▶ **Your instructions**
From the line containing "Would you kindly locate the blurred background" down to the last line of the material, return those lines verbatim and only those.

— Start Data to use —

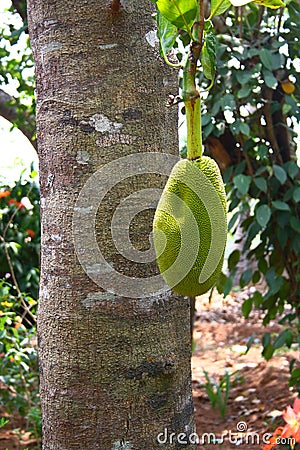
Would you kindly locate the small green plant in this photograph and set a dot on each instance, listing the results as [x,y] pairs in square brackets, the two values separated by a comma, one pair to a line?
[19,276]
[218,393]
[3,421]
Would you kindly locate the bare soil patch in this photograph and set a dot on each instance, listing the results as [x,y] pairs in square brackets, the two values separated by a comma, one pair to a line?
[259,389]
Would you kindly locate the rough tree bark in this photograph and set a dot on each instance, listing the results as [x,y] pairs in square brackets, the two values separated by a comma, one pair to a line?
[115,370]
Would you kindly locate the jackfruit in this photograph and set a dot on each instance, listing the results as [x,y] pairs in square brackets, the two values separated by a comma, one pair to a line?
[190,227]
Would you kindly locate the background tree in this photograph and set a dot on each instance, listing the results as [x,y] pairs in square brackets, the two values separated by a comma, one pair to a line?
[115,371]
[251,123]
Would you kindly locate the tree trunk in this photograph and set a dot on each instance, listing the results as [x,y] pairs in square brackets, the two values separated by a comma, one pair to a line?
[115,366]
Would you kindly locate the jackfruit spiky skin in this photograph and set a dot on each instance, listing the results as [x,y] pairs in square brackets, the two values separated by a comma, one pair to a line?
[190,227]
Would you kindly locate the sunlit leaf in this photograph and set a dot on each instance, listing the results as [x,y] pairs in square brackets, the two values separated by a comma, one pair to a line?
[180,13]
[219,7]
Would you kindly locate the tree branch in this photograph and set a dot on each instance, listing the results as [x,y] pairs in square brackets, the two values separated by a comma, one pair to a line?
[8,110]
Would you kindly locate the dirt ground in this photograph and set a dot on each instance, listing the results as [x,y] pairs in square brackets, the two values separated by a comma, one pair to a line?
[258,389]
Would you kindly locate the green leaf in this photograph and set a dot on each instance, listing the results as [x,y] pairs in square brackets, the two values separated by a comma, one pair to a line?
[292,168]
[208,56]
[244,92]
[250,342]
[263,215]
[266,58]
[180,13]
[233,220]
[296,194]
[280,173]
[285,337]
[218,7]
[167,34]
[295,223]
[268,352]
[261,183]
[246,307]
[242,183]
[274,4]
[246,277]
[243,76]
[272,61]
[270,80]
[282,206]
[233,259]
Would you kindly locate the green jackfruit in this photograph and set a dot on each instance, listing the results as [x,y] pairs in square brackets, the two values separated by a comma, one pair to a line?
[190,227]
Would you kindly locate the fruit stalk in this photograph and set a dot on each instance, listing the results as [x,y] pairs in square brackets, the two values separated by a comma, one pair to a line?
[191,98]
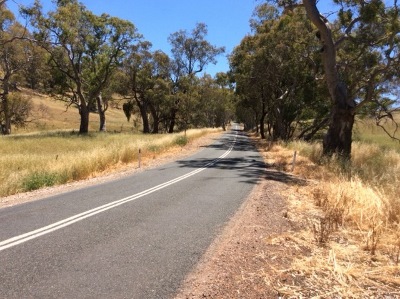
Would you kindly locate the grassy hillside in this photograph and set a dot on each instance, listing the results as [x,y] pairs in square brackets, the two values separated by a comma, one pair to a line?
[49,151]
[50,115]
[366,130]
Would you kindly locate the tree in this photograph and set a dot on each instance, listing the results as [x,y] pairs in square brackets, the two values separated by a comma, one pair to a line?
[360,55]
[272,71]
[84,49]
[145,77]
[191,53]
[11,62]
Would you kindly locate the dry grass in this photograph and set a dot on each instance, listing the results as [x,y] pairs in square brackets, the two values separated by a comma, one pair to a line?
[33,161]
[350,222]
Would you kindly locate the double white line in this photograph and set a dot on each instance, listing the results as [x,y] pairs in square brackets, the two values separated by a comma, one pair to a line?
[79,217]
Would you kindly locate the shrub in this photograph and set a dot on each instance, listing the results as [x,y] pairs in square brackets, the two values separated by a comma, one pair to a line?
[38,180]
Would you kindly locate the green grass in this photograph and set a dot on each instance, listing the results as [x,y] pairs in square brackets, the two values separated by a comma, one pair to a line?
[33,161]
[367,131]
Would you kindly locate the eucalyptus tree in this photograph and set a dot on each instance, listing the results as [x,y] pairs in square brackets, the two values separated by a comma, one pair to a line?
[361,57]
[11,62]
[191,53]
[145,82]
[271,70]
[84,49]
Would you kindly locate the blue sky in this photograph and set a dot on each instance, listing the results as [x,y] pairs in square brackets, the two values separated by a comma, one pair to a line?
[227,20]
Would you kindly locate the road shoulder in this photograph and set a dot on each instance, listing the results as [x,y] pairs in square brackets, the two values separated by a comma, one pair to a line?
[240,261]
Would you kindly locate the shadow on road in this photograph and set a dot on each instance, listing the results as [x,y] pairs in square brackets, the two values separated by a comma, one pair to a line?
[250,166]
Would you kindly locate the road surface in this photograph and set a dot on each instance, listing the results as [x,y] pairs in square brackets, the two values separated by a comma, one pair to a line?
[136,237]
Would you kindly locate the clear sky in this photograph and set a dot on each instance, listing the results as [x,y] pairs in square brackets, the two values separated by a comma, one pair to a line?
[227,20]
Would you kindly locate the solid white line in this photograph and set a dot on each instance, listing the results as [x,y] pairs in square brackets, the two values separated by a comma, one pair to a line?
[79,217]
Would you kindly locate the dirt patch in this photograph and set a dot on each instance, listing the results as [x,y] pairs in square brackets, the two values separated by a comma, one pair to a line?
[250,248]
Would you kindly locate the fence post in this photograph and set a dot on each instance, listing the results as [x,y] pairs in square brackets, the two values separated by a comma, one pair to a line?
[294,160]
[140,158]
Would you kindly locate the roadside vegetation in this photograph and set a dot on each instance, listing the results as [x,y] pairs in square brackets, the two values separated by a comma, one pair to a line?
[318,83]
[348,219]
[37,160]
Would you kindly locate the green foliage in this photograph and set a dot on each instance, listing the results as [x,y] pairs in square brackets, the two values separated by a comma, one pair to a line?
[181,140]
[39,180]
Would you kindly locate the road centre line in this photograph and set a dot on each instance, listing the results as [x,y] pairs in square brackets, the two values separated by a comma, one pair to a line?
[79,217]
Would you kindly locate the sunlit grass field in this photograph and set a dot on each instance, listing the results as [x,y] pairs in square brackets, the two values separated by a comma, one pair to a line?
[49,151]
[366,131]
[33,161]
[350,213]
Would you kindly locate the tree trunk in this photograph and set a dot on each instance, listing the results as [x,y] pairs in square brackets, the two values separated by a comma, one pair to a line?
[262,129]
[338,139]
[102,107]
[172,121]
[156,119]
[143,113]
[339,136]
[6,125]
[84,112]
[84,126]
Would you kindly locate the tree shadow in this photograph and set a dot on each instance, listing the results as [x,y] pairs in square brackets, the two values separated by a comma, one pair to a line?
[251,167]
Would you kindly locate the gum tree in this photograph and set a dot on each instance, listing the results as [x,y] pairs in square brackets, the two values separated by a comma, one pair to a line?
[361,58]
[84,49]
[191,53]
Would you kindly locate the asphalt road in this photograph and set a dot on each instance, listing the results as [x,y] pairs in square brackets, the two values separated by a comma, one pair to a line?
[137,237]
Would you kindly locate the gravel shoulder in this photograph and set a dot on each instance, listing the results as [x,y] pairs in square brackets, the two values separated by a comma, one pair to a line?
[242,261]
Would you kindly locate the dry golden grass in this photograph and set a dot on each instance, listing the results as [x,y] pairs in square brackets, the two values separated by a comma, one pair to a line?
[33,161]
[350,222]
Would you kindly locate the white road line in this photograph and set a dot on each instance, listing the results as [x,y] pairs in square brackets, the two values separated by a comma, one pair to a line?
[76,218]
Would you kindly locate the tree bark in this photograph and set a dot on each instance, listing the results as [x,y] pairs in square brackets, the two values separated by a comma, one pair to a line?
[102,107]
[84,112]
[143,113]
[339,136]
[172,120]
[6,125]
[156,119]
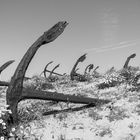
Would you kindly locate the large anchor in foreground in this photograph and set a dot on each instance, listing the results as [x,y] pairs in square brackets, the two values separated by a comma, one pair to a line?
[15,92]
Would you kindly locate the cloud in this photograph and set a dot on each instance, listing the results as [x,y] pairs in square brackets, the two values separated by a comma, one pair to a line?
[120,45]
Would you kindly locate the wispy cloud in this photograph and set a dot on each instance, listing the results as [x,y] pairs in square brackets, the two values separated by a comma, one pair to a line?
[120,45]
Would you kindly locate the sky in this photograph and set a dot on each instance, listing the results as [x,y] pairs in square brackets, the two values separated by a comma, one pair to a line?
[107,30]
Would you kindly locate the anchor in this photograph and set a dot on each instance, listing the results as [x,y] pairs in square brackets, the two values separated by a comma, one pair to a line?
[50,71]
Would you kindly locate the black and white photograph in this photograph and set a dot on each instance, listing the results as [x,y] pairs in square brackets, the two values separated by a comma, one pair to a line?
[69,69]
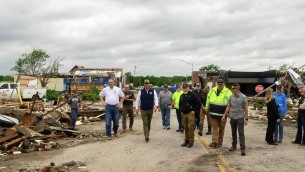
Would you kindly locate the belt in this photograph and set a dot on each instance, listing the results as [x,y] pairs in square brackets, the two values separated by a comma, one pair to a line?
[110,104]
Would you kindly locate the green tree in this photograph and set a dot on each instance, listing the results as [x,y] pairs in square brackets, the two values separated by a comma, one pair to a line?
[283,67]
[129,77]
[35,64]
[6,78]
[211,67]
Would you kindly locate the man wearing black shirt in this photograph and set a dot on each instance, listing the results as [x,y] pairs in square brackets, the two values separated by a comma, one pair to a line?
[188,104]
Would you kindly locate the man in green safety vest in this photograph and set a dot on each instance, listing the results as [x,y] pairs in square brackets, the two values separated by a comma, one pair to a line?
[217,101]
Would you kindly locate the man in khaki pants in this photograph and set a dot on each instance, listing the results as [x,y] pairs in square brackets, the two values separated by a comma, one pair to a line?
[188,104]
[216,105]
[147,101]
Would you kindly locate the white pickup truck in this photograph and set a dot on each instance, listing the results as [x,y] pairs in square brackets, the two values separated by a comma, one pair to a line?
[8,91]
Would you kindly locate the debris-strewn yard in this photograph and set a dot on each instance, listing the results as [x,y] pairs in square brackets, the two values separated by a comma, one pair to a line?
[24,129]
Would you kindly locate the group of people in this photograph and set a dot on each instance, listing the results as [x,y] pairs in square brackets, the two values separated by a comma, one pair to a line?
[217,104]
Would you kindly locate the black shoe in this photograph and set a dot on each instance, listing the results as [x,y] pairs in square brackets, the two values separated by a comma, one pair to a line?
[213,145]
[233,148]
[208,133]
[243,152]
[146,139]
[189,145]
[219,145]
[184,144]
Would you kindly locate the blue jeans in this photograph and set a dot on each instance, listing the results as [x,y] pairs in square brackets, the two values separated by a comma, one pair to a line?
[112,114]
[278,132]
[197,119]
[165,112]
[301,124]
[74,112]
[179,118]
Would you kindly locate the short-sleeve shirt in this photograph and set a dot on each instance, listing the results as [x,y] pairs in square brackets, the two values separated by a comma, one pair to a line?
[131,96]
[165,98]
[237,103]
[176,98]
[112,96]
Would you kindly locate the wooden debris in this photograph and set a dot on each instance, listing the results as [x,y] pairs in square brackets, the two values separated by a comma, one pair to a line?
[9,137]
[16,141]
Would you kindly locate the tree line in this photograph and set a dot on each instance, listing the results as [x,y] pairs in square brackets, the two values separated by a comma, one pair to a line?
[6,78]
[156,80]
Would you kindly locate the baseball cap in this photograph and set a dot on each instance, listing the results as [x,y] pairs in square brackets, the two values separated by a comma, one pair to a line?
[220,81]
[278,86]
[146,81]
[185,85]
[207,87]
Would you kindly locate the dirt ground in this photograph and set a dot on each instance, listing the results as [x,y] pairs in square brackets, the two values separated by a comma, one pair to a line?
[130,152]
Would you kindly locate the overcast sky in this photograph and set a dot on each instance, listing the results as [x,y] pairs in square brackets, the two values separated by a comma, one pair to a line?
[237,35]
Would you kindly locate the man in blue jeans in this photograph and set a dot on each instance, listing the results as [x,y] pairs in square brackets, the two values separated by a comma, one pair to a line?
[280,99]
[165,101]
[112,95]
[301,120]
[74,103]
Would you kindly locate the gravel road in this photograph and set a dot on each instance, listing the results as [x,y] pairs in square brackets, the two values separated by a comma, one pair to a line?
[129,152]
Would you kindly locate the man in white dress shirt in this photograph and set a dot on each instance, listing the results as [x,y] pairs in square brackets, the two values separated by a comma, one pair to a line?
[112,102]
[148,100]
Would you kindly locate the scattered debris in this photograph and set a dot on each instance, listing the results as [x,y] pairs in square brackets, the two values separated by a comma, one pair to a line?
[69,166]
[37,126]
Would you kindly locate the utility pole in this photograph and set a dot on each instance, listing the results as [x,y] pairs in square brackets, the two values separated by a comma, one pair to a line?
[189,64]
[134,77]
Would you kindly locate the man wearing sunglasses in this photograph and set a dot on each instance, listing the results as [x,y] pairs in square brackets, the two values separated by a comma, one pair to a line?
[237,110]
[148,100]
[216,104]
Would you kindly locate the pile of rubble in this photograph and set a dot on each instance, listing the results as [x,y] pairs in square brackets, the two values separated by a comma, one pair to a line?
[37,128]
[69,166]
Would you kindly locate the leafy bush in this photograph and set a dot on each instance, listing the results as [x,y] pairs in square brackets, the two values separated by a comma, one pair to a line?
[258,106]
[92,95]
[52,94]
[289,106]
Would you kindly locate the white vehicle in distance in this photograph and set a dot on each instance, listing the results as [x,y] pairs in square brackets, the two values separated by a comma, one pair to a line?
[8,91]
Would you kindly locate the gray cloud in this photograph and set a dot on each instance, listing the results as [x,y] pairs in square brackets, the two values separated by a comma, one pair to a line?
[152,35]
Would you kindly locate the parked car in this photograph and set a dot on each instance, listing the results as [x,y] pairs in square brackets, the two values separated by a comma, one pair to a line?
[8,90]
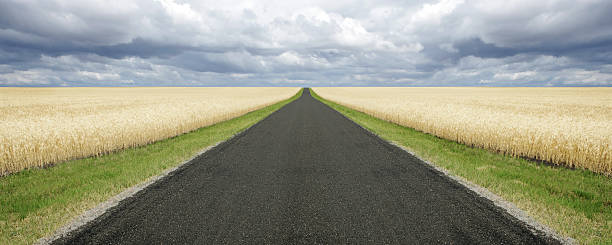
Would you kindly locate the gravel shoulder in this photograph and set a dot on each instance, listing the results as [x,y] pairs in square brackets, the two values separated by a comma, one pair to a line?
[306,174]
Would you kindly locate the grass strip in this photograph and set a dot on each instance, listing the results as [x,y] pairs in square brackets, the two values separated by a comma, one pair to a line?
[576,203]
[36,202]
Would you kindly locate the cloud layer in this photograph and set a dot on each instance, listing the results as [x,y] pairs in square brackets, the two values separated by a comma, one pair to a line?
[377,43]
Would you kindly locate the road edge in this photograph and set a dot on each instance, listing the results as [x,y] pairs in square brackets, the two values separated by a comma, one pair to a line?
[96,212]
[533,225]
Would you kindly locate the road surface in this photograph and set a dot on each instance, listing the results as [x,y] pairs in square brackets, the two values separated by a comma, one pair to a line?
[305,175]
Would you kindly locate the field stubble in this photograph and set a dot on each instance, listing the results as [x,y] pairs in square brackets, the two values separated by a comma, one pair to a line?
[565,126]
[41,126]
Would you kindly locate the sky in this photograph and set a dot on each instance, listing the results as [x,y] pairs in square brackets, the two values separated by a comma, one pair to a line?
[305,43]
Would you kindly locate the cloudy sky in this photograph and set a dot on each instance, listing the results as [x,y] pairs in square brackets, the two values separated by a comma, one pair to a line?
[299,43]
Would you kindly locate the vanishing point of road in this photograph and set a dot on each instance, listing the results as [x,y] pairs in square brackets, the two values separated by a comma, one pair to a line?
[305,175]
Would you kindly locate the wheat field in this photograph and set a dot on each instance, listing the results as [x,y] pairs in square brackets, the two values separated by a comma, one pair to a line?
[565,126]
[41,126]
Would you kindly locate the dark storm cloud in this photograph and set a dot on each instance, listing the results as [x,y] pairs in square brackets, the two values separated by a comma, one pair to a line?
[438,42]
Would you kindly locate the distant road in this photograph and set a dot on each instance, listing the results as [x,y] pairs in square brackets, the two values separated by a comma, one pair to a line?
[306,175]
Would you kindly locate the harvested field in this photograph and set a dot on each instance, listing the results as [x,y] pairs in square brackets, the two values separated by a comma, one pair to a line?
[41,126]
[565,126]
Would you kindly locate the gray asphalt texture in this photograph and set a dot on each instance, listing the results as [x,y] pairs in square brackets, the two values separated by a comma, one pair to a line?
[305,175]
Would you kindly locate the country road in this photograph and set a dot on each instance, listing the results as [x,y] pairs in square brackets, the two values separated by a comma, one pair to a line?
[305,175]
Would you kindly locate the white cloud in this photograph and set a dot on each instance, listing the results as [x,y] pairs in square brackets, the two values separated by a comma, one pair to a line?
[417,42]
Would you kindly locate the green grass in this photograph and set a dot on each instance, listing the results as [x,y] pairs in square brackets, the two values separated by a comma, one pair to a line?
[36,202]
[576,203]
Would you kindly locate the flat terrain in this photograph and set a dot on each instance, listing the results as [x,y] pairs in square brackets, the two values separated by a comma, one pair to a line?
[305,174]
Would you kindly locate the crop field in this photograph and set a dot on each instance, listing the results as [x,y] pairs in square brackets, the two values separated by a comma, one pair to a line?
[564,126]
[41,126]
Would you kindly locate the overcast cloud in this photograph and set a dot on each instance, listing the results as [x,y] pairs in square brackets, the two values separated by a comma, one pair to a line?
[337,43]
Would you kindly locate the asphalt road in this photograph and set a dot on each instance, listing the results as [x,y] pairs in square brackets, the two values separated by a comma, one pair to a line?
[305,175]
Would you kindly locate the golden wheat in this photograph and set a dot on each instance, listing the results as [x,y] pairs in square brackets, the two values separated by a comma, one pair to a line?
[569,126]
[48,125]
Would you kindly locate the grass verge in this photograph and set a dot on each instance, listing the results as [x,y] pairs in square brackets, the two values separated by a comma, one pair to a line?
[576,203]
[36,202]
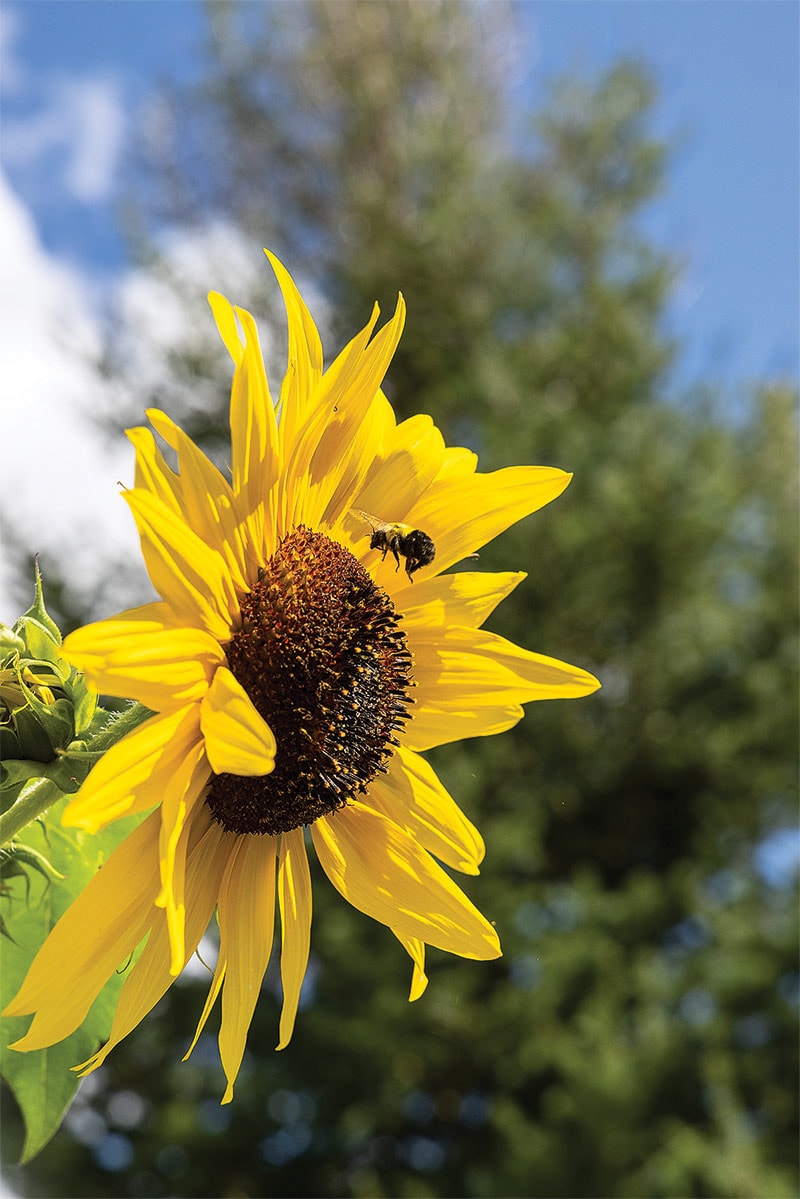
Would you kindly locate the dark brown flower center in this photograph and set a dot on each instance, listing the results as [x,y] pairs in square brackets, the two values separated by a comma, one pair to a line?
[323,658]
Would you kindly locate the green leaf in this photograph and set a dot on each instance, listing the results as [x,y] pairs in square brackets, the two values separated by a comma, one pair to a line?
[42,1080]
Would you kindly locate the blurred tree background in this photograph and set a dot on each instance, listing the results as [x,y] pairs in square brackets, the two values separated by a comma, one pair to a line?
[638,1036]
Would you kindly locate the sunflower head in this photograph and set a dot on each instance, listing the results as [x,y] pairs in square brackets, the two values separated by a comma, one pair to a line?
[296,674]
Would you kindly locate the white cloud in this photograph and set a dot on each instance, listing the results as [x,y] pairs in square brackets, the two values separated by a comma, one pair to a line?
[59,483]
[59,489]
[62,133]
[73,137]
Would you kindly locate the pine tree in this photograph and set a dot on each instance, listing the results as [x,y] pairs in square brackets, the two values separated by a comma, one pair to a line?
[636,1037]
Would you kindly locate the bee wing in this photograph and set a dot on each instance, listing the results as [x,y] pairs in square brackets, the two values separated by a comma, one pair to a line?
[373,522]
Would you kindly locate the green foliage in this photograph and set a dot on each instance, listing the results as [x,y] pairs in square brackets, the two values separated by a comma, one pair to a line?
[62,861]
[637,1037]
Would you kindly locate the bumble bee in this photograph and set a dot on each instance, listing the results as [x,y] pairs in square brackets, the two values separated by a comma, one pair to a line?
[402,541]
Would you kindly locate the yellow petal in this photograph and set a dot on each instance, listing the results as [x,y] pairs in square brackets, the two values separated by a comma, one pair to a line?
[144,658]
[151,473]
[415,949]
[435,727]
[136,773]
[294,898]
[208,501]
[95,934]
[467,668]
[246,914]
[346,401]
[180,799]
[256,450]
[411,795]
[465,598]
[305,365]
[187,573]
[226,319]
[322,409]
[151,976]
[238,740]
[463,512]
[383,872]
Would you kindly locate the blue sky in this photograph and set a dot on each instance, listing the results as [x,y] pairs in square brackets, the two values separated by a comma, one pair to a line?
[76,76]
[728,76]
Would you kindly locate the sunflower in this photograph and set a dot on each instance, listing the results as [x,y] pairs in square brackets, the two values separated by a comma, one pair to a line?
[296,673]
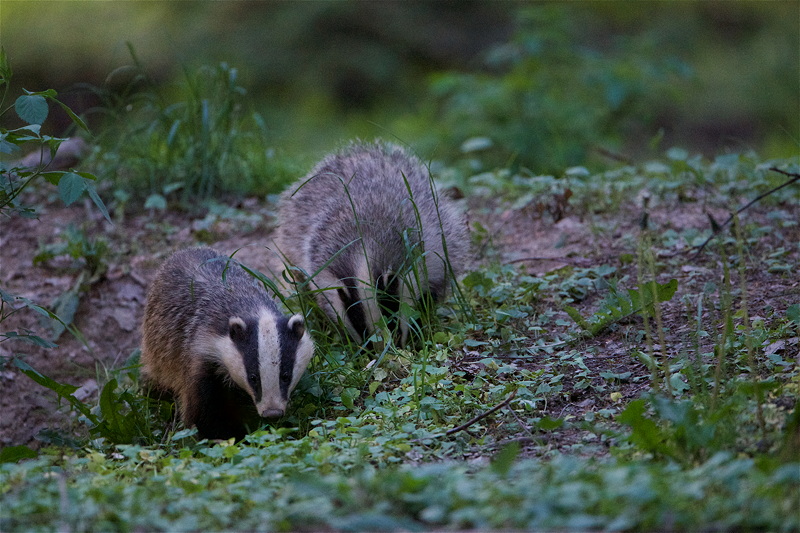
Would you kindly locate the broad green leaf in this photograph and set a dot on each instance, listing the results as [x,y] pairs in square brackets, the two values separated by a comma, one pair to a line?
[75,118]
[71,187]
[13,454]
[575,315]
[549,424]
[793,313]
[53,177]
[155,201]
[7,147]
[31,108]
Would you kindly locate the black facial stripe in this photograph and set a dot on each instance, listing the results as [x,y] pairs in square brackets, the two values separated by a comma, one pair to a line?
[289,344]
[354,310]
[248,348]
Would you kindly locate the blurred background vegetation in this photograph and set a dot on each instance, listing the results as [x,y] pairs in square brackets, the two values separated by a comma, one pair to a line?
[264,88]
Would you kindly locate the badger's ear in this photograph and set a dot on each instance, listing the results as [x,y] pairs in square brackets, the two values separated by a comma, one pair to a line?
[236,328]
[297,325]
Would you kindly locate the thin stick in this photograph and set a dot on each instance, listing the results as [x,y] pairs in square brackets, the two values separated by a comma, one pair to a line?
[795,177]
[481,416]
[471,421]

— End Data to use —

▶ **Task solution**
Would you kindly locate the blurred background vegetation in this photograph and set a dot on each instance, listing the results as [x,y] pairs in square brackets, the two values separated by a comma, one pair to a line?
[264,88]
Would you kindly locate the badger's ear in this photograph and set a dot on each instance, listing the results as [x,y] pairs in square brackets, the two values separated by a comma, one pair to a line?
[236,328]
[297,325]
Would you kindly locate the thin stick in this photograph and set a dot on each instance, listing the results as [x,y] pairs in square brackets, the two values separated by a comma, one pair to a line?
[795,177]
[481,416]
[471,421]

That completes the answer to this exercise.